> Exercise requirements
Find every line in the data below that contains the string "blue", and copy each of those lines out in full.

> Supplied information
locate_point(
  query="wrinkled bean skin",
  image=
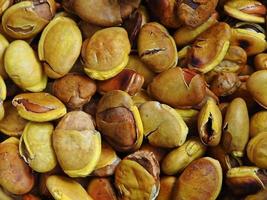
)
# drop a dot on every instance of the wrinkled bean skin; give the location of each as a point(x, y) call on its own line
point(133, 99)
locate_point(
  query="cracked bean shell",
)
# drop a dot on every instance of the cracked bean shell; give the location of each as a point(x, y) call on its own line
point(39, 107)
point(246, 10)
point(26, 19)
point(210, 123)
point(12, 124)
point(186, 34)
point(178, 88)
point(178, 159)
point(209, 48)
point(119, 121)
point(156, 47)
point(59, 57)
point(106, 53)
point(15, 174)
point(195, 12)
point(36, 146)
point(163, 126)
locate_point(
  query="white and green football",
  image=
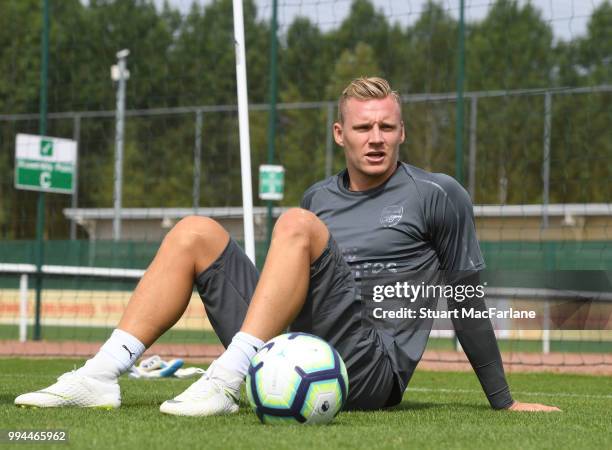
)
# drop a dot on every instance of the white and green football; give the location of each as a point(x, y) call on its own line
point(297, 378)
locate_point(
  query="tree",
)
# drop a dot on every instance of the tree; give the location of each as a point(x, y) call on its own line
point(510, 49)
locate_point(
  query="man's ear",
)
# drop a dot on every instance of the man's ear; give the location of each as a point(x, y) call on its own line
point(338, 135)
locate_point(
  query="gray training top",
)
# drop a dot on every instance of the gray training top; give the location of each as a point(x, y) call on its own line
point(415, 221)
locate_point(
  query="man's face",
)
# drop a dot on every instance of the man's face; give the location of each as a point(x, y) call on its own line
point(370, 135)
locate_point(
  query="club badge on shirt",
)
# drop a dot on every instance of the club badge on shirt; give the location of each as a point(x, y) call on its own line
point(391, 215)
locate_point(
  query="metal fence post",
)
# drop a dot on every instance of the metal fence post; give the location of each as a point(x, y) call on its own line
point(546, 157)
point(472, 157)
point(74, 201)
point(197, 162)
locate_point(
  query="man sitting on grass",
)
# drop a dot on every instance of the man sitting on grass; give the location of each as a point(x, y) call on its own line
point(379, 216)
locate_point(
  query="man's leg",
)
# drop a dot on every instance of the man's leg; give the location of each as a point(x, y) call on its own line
point(298, 239)
point(163, 293)
point(157, 303)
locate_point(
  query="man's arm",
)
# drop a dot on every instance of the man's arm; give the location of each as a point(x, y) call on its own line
point(451, 219)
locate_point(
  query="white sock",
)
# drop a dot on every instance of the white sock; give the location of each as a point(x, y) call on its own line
point(238, 354)
point(115, 357)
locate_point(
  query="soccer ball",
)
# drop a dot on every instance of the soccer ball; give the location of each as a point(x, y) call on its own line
point(297, 378)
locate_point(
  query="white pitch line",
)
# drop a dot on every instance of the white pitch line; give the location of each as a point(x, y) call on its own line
point(544, 394)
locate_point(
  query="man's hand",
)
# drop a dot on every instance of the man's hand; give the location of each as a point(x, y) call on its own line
point(532, 407)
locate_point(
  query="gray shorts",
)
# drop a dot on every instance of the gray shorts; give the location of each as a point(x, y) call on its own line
point(331, 311)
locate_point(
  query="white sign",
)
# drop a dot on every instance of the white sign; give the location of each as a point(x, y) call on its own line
point(45, 163)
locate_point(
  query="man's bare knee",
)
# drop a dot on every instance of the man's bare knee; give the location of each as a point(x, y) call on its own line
point(303, 229)
point(201, 238)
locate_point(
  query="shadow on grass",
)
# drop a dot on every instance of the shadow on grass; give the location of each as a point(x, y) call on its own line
point(416, 406)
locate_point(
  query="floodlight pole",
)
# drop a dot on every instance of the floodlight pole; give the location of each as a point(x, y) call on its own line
point(459, 123)
point(120, 74)
point(40, 207)
point(243, 127)
point(460, 78)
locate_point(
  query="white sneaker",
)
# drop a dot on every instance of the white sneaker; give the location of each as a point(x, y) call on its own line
point(77, 390)
point(216, 393)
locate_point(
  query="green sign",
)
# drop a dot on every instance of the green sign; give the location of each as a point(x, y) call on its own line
point(271, 182)
point(45, 164)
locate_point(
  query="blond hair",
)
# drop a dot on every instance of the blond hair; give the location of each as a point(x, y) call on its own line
point(366, 88)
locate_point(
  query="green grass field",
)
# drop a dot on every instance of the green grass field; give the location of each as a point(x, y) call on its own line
point(440, 410)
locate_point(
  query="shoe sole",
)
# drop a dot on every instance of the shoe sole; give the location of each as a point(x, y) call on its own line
point(224, 413)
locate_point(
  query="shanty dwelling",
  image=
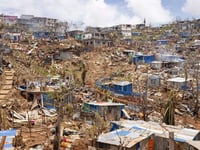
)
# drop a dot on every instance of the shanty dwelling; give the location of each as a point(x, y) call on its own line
point(38, 91)
point(171, 61)
point(108, 110)
point(148, 135)
point(9, 136)
point(176, 71)
point(154, 80)
point(123, 88)
point(179, 83)
point(157, 65)
point(126, 139)
point(140, 58)
point(128, 52)
point(14, 37)
point(63, 55)
point(162, 42)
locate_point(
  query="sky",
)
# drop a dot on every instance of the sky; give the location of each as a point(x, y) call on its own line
point(105, 12)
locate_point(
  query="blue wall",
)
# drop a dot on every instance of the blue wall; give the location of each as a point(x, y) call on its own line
point(125, 90)
point(162, 42)
point(48, 102)
point(41, 34)
point(146, 58)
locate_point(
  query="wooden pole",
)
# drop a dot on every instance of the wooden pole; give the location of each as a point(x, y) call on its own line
point(171, 141)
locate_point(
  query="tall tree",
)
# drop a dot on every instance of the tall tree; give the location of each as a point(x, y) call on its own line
point(169, 117)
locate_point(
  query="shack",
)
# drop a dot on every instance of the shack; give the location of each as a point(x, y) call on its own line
point(108, 110)
point(126, 138)
point(179, 83)
point(156, 65)
point(162, 42)
point(171, 61)
point(182, 136)
point(123, 88)
point(140, 58)
point(154, 80)
point(9, 136)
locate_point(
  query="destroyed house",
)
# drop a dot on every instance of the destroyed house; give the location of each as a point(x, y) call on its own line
point(162, 42)
point(185, 35)
point(77, 34)
point(108, 110)
point(159, 135)
point(41, 35)
point(38, 91)
point(154, 81)
point(126, 138)
point(179, 83)
point(9, 136)
point(96, 39)
point(156, 65)
point(123, 87)
point(171, 60)
point(14, 37)
point(118, 88)
point(140, 58)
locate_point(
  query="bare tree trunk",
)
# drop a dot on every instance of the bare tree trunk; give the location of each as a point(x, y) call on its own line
point(56, 144)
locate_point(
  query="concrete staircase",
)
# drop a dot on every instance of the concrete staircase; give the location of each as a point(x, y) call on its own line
point(6, 86)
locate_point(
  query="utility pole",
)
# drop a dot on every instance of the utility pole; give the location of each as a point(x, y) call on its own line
point(171, 141)
point(145, 98)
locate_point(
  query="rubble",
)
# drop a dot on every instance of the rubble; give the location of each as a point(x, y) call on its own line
point(64, 89)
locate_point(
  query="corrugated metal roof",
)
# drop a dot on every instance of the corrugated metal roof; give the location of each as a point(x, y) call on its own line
point(125, 137)
point(10, 134)
point(180, 134)
point(105, 104)
point(123, 83)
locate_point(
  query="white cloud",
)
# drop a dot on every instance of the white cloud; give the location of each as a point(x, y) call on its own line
point(91, 12)
point(192, 7)
point(151, 10)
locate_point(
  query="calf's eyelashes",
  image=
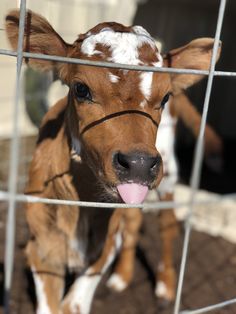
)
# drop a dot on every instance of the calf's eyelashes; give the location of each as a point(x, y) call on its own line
point(82, 92)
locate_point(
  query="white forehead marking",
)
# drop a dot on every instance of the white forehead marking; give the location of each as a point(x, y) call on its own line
point(143, 103)
point(113, 78)
point(146, 84)
point(123, 46)
point(159, 63)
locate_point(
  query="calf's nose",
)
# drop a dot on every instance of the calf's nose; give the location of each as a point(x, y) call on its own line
point(136, 166)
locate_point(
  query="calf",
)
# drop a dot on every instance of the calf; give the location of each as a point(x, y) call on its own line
point(96, 144)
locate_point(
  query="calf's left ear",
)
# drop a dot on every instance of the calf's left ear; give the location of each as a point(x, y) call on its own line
point(39, 37)
point(195, 55)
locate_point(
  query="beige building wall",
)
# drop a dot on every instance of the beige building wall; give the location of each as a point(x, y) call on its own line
point(69, 18)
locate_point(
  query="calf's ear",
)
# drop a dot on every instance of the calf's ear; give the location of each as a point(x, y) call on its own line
point(195, 55)
point(39, 37)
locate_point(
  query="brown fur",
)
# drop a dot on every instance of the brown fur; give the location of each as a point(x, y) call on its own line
point(112, 122)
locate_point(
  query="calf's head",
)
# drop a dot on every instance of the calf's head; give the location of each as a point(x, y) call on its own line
point(113, 114)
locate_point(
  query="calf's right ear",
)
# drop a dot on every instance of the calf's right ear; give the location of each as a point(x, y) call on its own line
point(39, 37)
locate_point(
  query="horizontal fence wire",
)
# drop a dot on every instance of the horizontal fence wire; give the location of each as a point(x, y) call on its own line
point(22, 198)
point(116, 65)
point(210, 308)
point(12, 197)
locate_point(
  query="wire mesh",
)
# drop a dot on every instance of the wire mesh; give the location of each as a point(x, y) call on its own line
point(12, 196)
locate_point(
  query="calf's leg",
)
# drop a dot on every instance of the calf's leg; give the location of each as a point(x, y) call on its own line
point(123, 274)
point(166, 277)
point(79, 298)
point(48, 279)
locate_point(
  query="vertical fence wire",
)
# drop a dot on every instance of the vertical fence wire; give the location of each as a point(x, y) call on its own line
point(195, 177)
point(198, 156)
point(13, 169)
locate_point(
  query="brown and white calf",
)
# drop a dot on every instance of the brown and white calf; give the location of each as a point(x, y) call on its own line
point(97, 144)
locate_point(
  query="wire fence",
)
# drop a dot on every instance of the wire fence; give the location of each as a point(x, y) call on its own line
point(12, 197)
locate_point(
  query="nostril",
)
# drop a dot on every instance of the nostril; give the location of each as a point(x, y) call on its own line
point(122, 160)
point(155, 162)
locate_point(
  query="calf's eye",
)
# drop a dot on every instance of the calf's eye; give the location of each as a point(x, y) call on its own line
point(82, 92)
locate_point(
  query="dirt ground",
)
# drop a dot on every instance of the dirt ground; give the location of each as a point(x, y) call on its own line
point(210, 274)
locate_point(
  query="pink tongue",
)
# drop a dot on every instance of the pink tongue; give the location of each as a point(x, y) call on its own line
point(132, 193)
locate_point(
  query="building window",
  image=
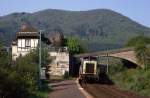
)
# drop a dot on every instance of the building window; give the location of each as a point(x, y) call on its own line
point(27, 43)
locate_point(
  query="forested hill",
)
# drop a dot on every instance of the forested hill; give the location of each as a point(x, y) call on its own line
point(101, 28)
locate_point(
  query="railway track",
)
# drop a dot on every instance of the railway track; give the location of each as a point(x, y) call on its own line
point(108, 91)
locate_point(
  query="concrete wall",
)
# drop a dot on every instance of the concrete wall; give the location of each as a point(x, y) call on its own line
point(21, 49)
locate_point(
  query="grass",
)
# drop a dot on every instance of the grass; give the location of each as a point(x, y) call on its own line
point(137, 80)
point(43, 92)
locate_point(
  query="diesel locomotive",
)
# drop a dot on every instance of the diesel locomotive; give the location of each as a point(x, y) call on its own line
point(89, 69)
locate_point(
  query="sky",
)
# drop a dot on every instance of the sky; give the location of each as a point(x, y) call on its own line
point(137, 10)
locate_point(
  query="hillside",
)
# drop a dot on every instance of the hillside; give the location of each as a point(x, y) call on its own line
point(101, 28)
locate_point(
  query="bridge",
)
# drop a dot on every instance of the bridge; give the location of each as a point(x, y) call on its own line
point(124, 53)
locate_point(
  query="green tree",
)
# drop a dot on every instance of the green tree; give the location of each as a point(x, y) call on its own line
point(74, 45)
point(142, 51)
point(138, 40)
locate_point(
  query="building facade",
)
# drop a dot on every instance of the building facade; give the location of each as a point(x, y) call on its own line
point(26, 40)
point(59, 62)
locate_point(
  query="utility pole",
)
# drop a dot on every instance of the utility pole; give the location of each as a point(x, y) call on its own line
point(107, 63)
point(40, 32)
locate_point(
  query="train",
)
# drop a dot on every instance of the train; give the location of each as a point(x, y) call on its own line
point(89, 69)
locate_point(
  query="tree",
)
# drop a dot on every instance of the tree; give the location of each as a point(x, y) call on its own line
point(142, 51)
point(74, 46)
point(138, 40)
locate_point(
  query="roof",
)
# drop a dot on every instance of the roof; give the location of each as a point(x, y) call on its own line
point(27, 28)
point(27, 31)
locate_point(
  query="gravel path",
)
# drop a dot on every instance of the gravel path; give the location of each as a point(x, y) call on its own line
point(65, 89)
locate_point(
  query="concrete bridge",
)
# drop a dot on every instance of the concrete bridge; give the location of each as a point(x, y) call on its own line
point(124, 53)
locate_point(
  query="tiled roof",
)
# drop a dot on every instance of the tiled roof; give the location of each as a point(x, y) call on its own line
point(27, 31)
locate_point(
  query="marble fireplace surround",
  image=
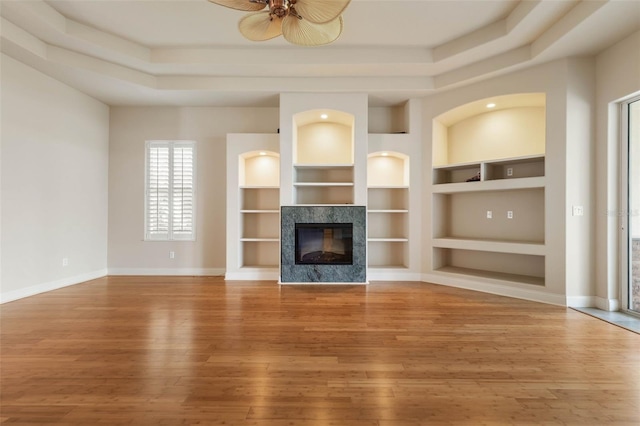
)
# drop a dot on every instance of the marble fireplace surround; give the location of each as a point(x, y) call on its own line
point(290, 273)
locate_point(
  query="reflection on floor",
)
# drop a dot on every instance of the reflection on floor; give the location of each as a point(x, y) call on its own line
point(620, 319)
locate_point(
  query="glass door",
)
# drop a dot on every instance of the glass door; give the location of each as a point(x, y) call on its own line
point(631, 197)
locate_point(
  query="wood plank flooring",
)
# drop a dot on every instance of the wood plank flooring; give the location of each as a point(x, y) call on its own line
point(196, 350)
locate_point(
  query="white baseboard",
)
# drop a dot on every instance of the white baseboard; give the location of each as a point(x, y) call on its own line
point(498, 289)
point(611, 305)
point(51, 285)
point(374, 274)
point(581, 301)
point(198, 272)
point(255, 275)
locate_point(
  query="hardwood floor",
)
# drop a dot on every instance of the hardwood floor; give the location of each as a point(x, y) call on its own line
point(177, 351)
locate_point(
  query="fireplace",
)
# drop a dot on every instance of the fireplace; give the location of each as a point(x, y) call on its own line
point(324, 244)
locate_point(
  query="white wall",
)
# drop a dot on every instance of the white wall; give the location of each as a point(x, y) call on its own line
point(617, 78)
point(54, 183)
point(130, 128)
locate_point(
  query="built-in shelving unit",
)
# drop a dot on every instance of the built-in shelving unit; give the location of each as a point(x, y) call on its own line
point(488, 213)
point(253, 206)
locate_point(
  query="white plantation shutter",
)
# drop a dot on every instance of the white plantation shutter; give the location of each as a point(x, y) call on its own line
point(170, 190)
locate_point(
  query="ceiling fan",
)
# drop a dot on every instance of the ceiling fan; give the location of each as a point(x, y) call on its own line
point(301, 22)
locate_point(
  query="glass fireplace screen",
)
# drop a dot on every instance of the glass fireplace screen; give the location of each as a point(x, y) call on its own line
point(324, 243)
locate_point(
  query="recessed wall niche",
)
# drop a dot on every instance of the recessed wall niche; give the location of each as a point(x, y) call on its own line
point(489, 190)
point(323, 137)
point(323, 152)
point(514, 127)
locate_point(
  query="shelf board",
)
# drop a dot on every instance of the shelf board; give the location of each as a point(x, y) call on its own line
point(490, 185)
point(387, 240)
point(267, 267)
point(515, 160)
point(260, 211)
point(322, 184)
point(497, 161)
point(498, 246)
point(387, 211)
point(323, 166)
point(458, 166)
point(500, 276)
point(387, 267)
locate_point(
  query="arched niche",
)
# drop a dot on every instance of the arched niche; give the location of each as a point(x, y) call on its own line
point(491, 128)
point(387, 168)
point(323, 136)
point(259, 168)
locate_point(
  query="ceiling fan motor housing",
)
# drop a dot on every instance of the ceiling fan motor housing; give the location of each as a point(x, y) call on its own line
point(278, 8)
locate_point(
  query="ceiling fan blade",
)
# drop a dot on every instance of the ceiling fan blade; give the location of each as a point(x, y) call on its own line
point(260, 26)
point(245, 5)
point(305, 33)
point(320, 12)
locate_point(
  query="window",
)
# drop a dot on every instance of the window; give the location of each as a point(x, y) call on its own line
point(170, 190)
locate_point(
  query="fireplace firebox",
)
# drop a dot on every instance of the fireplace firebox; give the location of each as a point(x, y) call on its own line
point(324, 243)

> Task output
  query="blue wall",
# drop a dot on every instance of the blue wall; give the location of each as a point(x, y) call on its own line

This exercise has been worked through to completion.